#### Exercise objective
Will you quote only the lines starting at the one that contains "Expected: one point per instance of the person" and ending with the last line of the listing below, inclusive?

#### Records for processing
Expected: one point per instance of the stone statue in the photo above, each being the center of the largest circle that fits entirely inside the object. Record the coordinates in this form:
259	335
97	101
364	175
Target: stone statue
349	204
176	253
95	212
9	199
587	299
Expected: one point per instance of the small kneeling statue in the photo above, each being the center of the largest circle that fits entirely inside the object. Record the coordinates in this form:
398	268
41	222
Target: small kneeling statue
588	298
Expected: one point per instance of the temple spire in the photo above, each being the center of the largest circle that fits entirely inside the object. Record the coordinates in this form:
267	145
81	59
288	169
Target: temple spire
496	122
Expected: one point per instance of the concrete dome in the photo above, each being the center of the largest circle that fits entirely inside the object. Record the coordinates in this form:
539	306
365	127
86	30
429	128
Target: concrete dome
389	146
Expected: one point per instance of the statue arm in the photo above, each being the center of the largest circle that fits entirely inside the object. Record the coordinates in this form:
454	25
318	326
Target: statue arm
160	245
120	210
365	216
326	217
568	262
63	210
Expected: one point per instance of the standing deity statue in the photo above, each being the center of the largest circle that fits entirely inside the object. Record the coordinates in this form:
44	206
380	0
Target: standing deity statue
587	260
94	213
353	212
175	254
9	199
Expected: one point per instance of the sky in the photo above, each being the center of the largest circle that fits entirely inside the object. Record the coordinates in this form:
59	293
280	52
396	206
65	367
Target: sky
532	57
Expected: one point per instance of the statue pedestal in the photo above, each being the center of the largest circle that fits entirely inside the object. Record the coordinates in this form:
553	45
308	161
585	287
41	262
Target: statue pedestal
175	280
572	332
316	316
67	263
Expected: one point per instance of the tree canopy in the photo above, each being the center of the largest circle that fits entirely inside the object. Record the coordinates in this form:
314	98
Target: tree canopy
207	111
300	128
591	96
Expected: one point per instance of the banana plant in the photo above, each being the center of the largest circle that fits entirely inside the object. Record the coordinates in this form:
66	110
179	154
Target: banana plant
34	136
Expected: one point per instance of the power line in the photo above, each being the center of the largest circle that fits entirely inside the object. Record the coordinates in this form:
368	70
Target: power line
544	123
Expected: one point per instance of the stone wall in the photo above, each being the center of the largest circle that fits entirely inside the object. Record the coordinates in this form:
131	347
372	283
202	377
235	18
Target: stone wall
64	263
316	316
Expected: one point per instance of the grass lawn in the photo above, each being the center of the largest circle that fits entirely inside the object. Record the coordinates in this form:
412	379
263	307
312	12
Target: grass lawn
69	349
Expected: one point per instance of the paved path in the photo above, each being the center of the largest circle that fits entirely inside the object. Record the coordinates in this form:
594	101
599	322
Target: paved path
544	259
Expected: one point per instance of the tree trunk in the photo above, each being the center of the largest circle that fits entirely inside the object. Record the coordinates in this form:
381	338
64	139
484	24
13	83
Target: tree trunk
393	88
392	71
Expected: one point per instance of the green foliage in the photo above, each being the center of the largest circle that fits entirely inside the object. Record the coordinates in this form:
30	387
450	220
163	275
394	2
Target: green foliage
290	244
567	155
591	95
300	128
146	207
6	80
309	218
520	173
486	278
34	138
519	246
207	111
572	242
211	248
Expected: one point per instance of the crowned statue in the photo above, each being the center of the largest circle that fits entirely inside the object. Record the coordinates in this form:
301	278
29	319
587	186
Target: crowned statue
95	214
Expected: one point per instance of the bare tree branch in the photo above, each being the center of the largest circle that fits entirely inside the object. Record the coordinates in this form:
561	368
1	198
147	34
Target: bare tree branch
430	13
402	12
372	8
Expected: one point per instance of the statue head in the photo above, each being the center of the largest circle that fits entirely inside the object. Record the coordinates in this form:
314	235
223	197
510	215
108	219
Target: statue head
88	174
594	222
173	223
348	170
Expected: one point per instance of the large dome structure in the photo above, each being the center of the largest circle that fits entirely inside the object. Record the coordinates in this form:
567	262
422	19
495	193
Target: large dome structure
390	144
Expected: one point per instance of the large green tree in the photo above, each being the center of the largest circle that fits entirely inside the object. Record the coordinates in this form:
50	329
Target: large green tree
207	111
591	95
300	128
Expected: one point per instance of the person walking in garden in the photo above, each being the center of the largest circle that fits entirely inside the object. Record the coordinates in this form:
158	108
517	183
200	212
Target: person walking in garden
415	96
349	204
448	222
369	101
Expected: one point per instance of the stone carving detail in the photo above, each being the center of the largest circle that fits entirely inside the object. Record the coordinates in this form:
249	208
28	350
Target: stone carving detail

#### Expected output
Expected: one point per instance of the person walking in garden in the photo above, each being the center of the largest circle that fits entirely inside the object. Record the coordinates in this form:
158	108
517	183
200	212
Target: person walking in garden
415	96
349	204
448	222
369	101
Expected: one point per instance of the stone carving detail in the photo above, each being the center of the largest circle that fits entirely inside the object. Record the coordinates in this form:
249	208
28	350
Target: stone carving detail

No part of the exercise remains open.